----- Testo fornito -----

Il bivio a partire dai 64 anni: come funzionerebbe la nuova flessibilità?
La pensione con Quota 41 per tutti sarebbe strutturata come misura senza limiti di età, come già accade con la pensione anticipata ordinaria. L’altra opzione — pensata per chi ha un’età avanzata ma pochi contributi — si fonda su una maggiore flessibilità in uscita.
Come funzionerebbe? Potrebbe essere possibile andare in pensione tra i 64 e i 67 anni, a condizione che l’importo maturato sia almeno pari a 1,5 volte l’assegno sociale (quindi tra 750 e 800 euro mensili, per evitare pensioni al di sotto della soglia di povertà).
In questo scenario, il bivio sarebbe il seguente:
Restare al lavoro fino ai 67 anni, aumentando l’importo della pensione grazie a:
- versamenti prolungati;
- un coefficiente di trasformazione più favorevole;
- un possibile bonus stipendiale — simile al vecchio Bonus Maroni — legato agli anni lavorati dopo aver già maturato il diritto alla pensione.
Oppure uscire anticipatamente, anche fino a tre anni prima, accettando però un taglio dell’assegno. In questo caso, si parla di una penalizzazione lineare tra il 2% e il 3% per ogni anno di anticipo rispetto ai 67 anni.

-----

» **Compito da svolgere**
Per favore, copia dal testo sulle pensioni il passo che va da "La pensione con" fino a "flessibilità in uscita." incluso, senza alcuna modifica.

----- Voci dei dati -----

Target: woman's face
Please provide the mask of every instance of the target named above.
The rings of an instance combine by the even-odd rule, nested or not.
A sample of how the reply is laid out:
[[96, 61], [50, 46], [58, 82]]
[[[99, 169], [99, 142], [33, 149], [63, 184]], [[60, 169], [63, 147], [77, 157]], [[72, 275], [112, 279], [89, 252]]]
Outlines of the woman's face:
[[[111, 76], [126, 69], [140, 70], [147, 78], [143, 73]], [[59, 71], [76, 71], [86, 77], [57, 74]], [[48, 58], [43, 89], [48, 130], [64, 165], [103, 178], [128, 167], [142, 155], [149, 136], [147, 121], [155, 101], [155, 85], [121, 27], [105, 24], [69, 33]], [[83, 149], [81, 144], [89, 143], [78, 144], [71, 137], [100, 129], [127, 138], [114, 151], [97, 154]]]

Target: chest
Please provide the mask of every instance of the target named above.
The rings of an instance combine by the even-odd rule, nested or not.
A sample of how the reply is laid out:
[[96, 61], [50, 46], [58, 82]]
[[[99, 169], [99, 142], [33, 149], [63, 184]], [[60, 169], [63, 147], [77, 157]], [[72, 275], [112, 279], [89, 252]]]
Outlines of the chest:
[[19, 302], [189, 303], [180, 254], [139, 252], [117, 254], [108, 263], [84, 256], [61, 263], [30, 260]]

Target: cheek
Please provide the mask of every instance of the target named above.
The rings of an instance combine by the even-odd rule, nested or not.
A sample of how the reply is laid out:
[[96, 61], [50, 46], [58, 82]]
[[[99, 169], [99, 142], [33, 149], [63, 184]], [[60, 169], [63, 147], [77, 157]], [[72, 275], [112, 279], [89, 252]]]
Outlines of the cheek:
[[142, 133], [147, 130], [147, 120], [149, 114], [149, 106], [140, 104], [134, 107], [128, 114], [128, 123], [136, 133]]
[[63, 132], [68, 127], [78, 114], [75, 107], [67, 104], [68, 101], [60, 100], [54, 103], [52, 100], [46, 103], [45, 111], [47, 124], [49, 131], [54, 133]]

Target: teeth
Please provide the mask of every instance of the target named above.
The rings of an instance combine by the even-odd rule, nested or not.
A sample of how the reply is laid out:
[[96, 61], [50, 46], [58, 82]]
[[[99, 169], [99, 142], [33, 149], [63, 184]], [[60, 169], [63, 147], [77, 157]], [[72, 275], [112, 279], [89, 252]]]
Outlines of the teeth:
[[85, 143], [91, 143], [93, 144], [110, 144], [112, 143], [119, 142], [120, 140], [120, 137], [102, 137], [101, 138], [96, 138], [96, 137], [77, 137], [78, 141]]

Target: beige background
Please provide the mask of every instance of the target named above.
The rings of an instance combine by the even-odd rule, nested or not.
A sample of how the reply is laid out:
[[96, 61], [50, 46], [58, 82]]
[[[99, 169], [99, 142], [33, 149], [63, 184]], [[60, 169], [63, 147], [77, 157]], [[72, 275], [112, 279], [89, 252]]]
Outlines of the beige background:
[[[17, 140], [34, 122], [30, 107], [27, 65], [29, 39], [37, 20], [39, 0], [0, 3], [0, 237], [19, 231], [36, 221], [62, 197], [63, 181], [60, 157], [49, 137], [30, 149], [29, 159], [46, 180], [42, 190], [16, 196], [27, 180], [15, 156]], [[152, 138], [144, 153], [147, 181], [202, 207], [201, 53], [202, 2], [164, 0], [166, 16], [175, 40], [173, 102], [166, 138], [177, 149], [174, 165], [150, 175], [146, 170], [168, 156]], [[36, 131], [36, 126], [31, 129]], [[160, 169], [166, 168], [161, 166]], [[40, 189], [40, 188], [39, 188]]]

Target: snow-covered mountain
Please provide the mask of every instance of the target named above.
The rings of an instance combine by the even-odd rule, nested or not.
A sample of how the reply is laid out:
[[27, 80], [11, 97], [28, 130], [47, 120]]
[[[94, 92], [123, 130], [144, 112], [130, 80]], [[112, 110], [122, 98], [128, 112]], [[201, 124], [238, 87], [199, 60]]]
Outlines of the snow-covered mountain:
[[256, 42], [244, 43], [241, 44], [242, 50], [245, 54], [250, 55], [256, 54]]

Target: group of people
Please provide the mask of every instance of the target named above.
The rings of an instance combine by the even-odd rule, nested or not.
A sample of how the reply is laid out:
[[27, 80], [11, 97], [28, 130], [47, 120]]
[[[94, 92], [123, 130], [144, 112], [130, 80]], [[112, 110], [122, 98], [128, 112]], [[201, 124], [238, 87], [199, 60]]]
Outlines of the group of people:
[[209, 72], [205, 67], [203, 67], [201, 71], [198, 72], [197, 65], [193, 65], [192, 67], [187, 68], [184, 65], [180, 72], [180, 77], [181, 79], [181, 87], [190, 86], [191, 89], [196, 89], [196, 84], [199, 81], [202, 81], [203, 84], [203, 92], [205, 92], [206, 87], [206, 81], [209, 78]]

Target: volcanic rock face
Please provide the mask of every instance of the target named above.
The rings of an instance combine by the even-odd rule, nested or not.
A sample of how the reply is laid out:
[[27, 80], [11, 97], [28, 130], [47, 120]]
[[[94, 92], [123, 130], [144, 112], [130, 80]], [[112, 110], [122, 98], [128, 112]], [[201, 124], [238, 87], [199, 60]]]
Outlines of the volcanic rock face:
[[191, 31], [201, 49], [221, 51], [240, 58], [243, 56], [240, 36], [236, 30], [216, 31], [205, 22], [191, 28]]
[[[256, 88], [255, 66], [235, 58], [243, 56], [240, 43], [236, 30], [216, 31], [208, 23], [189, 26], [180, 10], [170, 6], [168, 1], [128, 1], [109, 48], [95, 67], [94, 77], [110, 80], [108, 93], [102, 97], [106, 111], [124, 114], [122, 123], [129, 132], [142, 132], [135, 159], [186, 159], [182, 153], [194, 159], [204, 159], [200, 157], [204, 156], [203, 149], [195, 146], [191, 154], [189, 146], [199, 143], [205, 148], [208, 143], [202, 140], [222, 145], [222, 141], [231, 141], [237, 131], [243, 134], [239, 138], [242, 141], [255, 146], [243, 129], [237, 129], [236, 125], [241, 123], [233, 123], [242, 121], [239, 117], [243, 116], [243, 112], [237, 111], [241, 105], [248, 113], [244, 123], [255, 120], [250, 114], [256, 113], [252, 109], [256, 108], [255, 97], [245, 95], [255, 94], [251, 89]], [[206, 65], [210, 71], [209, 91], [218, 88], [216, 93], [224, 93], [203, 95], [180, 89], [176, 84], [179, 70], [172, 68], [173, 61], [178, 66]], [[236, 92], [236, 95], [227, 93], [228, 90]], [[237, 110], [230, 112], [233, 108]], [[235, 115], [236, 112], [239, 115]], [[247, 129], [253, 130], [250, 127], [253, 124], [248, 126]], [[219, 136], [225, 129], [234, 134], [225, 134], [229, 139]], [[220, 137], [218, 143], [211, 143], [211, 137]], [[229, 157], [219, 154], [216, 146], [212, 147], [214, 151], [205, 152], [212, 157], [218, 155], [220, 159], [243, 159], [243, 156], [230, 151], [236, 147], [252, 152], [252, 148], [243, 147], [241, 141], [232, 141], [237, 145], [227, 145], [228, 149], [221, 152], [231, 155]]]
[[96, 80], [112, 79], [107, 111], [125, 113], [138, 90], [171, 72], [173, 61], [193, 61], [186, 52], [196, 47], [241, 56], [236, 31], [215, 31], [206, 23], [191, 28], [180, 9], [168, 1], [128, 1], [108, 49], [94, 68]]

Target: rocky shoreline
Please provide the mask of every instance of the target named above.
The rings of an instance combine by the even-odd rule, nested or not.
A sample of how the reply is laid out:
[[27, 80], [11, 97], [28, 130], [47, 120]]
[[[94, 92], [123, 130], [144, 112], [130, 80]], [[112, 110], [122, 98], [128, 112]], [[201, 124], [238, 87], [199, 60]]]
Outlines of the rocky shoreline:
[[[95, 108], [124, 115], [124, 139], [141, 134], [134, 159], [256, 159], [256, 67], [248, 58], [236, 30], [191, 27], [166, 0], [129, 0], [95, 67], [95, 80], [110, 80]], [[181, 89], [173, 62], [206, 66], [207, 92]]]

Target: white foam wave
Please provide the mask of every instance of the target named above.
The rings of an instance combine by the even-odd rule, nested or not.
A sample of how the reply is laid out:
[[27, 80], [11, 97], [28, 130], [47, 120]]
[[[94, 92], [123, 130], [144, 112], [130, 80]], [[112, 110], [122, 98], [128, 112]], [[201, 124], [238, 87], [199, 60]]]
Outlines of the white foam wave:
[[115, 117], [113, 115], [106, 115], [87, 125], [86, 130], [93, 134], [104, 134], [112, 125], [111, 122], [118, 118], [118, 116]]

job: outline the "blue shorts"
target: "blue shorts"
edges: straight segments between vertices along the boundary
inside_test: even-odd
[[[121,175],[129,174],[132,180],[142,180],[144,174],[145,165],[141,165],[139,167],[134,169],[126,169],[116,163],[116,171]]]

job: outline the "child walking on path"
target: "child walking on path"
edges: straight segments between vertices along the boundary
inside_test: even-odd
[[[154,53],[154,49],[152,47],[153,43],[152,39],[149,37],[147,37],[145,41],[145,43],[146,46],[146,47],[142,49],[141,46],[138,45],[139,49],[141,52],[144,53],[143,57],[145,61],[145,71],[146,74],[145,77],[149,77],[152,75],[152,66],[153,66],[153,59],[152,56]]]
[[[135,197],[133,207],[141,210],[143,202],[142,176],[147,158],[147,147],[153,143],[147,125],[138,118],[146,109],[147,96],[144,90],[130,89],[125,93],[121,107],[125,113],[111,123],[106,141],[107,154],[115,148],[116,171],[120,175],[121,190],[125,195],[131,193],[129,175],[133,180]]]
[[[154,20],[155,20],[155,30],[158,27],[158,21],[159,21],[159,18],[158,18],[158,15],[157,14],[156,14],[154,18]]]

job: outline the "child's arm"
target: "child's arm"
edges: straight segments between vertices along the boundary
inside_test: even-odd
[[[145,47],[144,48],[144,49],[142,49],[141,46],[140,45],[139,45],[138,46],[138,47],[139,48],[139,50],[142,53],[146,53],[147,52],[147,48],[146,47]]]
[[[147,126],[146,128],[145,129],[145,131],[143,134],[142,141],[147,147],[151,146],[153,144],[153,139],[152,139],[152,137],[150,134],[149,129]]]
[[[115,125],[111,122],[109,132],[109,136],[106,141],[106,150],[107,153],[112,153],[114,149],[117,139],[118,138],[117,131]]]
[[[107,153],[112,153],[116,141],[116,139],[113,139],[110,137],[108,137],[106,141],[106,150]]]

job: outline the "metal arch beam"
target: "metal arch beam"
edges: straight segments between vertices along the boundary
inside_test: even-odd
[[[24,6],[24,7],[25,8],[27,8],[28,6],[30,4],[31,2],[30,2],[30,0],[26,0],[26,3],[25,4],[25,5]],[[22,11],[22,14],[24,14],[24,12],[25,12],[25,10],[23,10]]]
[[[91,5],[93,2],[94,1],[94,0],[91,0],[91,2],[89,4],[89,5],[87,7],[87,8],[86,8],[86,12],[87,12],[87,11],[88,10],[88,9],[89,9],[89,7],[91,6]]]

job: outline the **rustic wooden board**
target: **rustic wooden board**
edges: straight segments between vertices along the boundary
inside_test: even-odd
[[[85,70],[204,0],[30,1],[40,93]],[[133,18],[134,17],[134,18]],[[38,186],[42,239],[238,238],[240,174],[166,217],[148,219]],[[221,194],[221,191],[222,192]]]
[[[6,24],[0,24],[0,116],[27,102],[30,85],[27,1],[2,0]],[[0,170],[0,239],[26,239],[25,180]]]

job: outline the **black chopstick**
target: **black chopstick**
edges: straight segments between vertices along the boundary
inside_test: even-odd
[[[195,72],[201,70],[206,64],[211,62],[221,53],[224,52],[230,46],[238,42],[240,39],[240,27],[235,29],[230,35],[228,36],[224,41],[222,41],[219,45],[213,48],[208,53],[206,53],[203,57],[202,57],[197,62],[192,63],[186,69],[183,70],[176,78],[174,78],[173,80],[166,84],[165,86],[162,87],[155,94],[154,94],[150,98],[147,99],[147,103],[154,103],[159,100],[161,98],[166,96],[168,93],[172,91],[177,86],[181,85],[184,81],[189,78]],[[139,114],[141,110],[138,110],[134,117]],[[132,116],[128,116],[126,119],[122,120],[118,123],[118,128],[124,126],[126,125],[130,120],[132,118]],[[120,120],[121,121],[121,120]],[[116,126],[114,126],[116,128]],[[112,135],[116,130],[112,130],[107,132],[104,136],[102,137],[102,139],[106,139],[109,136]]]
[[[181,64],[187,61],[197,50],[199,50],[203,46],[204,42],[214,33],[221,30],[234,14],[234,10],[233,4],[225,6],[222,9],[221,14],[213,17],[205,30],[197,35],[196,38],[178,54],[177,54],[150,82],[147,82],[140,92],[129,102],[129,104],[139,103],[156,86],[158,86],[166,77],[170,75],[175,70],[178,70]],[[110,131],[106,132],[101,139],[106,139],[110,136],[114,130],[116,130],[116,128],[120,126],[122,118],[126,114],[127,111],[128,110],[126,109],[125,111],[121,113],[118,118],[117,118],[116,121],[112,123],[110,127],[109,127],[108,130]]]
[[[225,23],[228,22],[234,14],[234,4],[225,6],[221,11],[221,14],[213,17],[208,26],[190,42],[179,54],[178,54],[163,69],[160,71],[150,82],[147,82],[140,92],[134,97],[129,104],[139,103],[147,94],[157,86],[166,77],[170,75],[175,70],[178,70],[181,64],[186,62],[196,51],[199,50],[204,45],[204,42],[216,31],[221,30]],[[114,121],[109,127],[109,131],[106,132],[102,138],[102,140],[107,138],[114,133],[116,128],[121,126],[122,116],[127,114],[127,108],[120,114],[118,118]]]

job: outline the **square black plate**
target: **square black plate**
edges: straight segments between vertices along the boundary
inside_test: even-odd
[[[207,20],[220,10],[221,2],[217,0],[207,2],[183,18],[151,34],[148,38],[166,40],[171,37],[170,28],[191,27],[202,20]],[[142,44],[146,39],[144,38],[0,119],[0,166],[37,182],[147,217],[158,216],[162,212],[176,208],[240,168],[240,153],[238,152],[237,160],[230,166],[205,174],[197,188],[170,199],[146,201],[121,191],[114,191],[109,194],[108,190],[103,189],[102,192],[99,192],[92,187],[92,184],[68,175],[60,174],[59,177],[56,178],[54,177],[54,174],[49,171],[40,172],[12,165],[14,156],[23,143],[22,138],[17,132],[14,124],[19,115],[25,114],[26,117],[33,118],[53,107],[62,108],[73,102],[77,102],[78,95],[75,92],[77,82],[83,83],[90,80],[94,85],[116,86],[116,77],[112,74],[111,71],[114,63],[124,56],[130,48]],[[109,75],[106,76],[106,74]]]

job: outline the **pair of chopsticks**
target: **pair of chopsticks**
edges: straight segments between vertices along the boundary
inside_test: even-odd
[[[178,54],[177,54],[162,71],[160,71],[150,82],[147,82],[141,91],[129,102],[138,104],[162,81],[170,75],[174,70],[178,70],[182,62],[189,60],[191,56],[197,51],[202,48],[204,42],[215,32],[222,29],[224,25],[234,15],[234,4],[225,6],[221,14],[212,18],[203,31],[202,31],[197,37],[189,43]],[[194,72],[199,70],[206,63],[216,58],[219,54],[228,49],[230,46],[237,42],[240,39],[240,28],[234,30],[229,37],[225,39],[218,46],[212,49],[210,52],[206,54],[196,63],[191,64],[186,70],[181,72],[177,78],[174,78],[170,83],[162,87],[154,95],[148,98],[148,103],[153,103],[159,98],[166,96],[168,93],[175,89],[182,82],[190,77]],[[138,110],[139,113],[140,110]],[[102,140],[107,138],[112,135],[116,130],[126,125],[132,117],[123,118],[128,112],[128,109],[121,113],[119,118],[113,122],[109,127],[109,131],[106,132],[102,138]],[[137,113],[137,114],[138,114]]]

-----

» **Risultato**
La pensione con Quota 41 per tutti sarebbe strutturata come misura senza limiti di età, come già accade con la pensione anticipata ordinaria. L’altra opzione — pensata per chi ha un’età avanzata ma pochi contributi — si fonda su una maggiore flessibilità in uscita.